_EXERCICES_
(a) Recopiez le passage de l'article sur les syndicats belges et le Pacte de stabilité, de « Les syndicats belges » à « marge de manœuvre. », ces deux extraits compris.
(b) Selon l'article sur les syndicats belges et le Pacte de stabilité, quel effort budgétaire annuel le nouveau cadre imposerait-il à la Belgique d'après Marie-Hélène Ska ?
(c) Écrivez la suite de l'article sur les syndicats belges et le Pacte de stabilité, en reprenant après sa dernière phrase.

+++ DOCUMENT SOURCE

Les syndicats belges enjoignent la Commission européenne à “ne pas répéter ses erreurs

Les représentants syndicaux belges enjoignent la Commission européenne à ne pas réitérer “les erreurs du passé“, en marge du conseil européen des ministres des Finances qui se tiendra du 13 au 15 décembre.

Lors de ce conseil sera discuté un accord final sur la réforme du Pacte de stabilité et de croissance, ce “corset budgétaire” créé à la fin des années 90, limitant en théorie pour chaque pays européen le déficit des administrations publiques à 3 % du PIB et la dette à 60 %. La proposition de réforme mise sur la table par la Commission reprend ces seuils emblématiques mais, aux États membres qui les dépassent, elle accorde plus de marge de manœuvre.

Malgré ces modifications, ce nouveau cadre budgétaire “imposerait à la Belgique un effort budgétaire annuel de 0,7 % du PIB par an, soit 28,8 milliards d’euros d’économies au cours des quatre à sept prochaines années“, a pointé mardi la secrétaire générale de la CSC, Marie-Hélène Ska. Or, celle-ci argue qu’il n’y a “plus de marge” pour aller couper dans les services publics.

Nous avons justement besoin d’espace budgétaire pour investir dans la transition écologique, l’enseignement, les transports publics, ou encore les soins de santé – bref, pour assurer le monde de demain, celui de nos enfants et petits-enfants“, a continué la syndicaliste.

Le secrétaire général de la FGTB, Thierry Bodson, abonde dans ce sens. “L’histoire montre que les mesures d’austérité que l’Europe a prises par le passé, n’ont jamais fonctionné, autant d’un point de vue économique (elles ont souvent bloqué la croissance) que d’un point de vue social“, a-t-il ainsi insisté auprès de l’agence Belga.

++++++
+++ DONNÉES BRUTES

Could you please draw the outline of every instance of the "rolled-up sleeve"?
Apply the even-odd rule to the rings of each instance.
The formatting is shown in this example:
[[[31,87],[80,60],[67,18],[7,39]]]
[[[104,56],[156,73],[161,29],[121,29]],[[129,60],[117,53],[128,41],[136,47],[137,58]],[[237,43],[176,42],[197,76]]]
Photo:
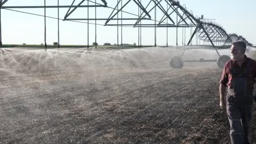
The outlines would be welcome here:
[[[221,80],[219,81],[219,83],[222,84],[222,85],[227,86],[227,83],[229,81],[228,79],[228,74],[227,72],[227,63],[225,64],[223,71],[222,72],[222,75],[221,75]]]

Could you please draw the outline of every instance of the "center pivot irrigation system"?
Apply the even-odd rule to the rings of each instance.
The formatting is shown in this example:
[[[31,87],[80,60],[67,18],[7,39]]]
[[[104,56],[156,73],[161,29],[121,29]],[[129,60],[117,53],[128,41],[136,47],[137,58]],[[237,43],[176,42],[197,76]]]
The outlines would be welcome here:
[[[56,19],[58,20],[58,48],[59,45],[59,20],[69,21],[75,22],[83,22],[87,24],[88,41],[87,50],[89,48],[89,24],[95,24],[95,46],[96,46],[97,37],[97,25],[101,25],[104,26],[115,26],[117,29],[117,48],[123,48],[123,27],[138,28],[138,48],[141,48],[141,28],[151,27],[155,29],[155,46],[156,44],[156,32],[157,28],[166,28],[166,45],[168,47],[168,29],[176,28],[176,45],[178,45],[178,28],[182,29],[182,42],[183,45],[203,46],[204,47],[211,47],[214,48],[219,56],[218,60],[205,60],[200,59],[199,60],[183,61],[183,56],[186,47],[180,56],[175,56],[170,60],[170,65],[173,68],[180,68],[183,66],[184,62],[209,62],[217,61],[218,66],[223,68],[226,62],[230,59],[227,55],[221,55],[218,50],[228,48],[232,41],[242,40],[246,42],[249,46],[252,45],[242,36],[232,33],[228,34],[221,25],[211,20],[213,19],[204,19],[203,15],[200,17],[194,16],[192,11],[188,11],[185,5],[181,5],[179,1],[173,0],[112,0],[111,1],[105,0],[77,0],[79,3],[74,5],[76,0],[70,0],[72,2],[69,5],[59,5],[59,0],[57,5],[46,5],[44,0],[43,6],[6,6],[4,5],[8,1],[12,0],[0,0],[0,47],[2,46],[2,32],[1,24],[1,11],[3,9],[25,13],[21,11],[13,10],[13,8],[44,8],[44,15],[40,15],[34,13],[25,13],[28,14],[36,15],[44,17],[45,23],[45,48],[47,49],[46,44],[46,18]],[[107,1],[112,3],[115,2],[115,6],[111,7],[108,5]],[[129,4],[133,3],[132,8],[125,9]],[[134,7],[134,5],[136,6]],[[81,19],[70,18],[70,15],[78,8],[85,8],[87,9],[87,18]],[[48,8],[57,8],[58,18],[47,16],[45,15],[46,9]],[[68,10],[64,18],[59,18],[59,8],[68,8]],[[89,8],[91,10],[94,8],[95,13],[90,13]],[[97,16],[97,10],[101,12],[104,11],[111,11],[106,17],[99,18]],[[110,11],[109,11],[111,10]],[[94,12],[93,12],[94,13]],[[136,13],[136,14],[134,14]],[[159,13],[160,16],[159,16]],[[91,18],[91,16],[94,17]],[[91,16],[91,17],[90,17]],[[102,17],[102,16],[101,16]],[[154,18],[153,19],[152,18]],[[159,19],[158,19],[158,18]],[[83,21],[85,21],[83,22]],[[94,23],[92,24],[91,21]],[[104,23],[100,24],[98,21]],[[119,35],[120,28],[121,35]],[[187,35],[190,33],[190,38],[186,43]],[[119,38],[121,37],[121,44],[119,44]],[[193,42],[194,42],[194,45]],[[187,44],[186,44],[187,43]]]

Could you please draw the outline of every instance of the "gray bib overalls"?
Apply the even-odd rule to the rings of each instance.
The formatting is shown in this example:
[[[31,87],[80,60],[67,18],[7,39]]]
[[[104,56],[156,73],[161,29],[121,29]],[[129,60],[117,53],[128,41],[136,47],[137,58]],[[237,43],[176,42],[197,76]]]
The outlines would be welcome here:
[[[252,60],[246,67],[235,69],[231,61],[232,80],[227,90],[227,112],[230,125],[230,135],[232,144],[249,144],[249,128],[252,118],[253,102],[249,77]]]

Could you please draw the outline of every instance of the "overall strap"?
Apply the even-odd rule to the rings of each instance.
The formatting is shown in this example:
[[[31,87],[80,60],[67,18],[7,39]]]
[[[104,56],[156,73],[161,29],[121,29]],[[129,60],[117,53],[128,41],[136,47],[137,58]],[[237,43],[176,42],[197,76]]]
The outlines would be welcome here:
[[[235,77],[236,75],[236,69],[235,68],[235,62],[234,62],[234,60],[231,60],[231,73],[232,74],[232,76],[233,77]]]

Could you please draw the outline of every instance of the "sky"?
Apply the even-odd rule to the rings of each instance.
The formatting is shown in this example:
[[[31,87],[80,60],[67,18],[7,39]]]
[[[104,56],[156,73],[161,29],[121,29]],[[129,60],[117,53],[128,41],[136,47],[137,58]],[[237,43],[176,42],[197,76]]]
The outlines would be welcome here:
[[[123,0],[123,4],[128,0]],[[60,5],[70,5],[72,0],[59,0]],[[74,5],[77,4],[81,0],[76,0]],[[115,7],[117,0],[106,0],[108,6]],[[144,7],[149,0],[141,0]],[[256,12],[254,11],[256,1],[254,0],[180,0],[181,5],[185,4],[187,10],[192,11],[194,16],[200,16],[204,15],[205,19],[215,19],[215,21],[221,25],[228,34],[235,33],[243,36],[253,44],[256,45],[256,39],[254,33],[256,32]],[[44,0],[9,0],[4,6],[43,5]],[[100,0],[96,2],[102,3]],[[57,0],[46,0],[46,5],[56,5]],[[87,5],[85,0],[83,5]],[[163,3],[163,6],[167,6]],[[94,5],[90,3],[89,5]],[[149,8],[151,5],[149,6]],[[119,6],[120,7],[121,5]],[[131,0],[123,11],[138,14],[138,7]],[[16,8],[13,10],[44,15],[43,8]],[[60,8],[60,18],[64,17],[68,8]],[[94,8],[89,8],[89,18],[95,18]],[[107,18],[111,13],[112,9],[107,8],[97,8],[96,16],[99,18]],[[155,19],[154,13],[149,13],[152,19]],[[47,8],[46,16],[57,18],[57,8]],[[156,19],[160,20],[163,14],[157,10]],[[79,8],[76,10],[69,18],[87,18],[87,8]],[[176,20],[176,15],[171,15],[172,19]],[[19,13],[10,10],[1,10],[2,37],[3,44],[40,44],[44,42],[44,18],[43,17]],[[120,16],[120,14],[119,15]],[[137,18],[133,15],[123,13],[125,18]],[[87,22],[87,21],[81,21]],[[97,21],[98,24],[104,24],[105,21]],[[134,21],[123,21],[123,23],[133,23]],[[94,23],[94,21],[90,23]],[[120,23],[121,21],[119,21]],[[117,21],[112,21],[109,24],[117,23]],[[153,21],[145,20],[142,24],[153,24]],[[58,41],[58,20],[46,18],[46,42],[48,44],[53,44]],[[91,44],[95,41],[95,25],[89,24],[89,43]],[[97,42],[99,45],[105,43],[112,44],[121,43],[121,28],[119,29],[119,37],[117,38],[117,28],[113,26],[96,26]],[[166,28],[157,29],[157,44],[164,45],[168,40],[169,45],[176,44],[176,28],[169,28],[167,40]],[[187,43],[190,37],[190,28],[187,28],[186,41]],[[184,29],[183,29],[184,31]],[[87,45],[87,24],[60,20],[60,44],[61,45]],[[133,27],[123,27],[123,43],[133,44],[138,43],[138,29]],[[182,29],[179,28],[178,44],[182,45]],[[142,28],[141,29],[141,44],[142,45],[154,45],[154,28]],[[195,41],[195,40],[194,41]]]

++++++

_RÉPONSES ATTENDUES_
(a)
Les syndicats belges enjoignent la Commission européenne à “ne pas répéter ses erreurs

Les représentants syndicaux belges enjoignent la Commission européenne à ne pas réitérer “les erreurs du passé“, en marge du conseil européen des ministres des Finances qui se tiendra du 13 au 15 décembre.

Lors de ce conseil sera discuté un accord final sur la réforme du Pacte de stabilité et de croissance, ce “corset budgétaire” créé à la fin des années 90, limitant en théorie pour chaque pays européen le déficit des administrations publiques à 3 % du PIB et la dette à 60 %. La proposition de réforme mise sur la table par la Commission reprend ces seuils emblématiques mais, aux États membres qui les dépassent, elle accorde plus de marge de manœuvre.

(b) Un effort de 0,7 % du PIB par an, soit 28,8 milliards d'euros d'économies au cours des quatre à sept prochaines années.

(c)
Les perturbations ressenties

■ Reportage de Maël Arnoldussen, Thibault Rommens, Laurence Paciarelli

Une partie du personnel de la Stib a pris part à l’action. Ce mardi, seules ces lignes ont circulé :

  • METRO : lignes 1 et 5
  • TRAM : lignes 3, 4, 7, 8, 9, 51 et 92
  • BUS : lignes 12, 36, 45, 46 (Moortebeek – Anneessens), 50, 53, 56, 59, 65, 71, 73, 87 (prolongé jusqu’à Etangs Noirs), 88, 95 et le T-bus 8

La Stib recommande à ses voyageurs de prévoir d’autres solutions aux transports publics pour se déplacer dans la capitale. Pour toute information, le Contact Center (070/23.20.00) sera accessible dès 6h00 mardi. Le site internet www.stib.brussels et l’application STIB informeront également en continu les voyageurs, tout comme la page Facebook et le compte X (@stibmivb).

Des perturbations sont aussi attendues du côté des transports publics wallons (Tec). Les détails sont disponibles ici, mais la situation pourrait évoluer dans le courant de la journée.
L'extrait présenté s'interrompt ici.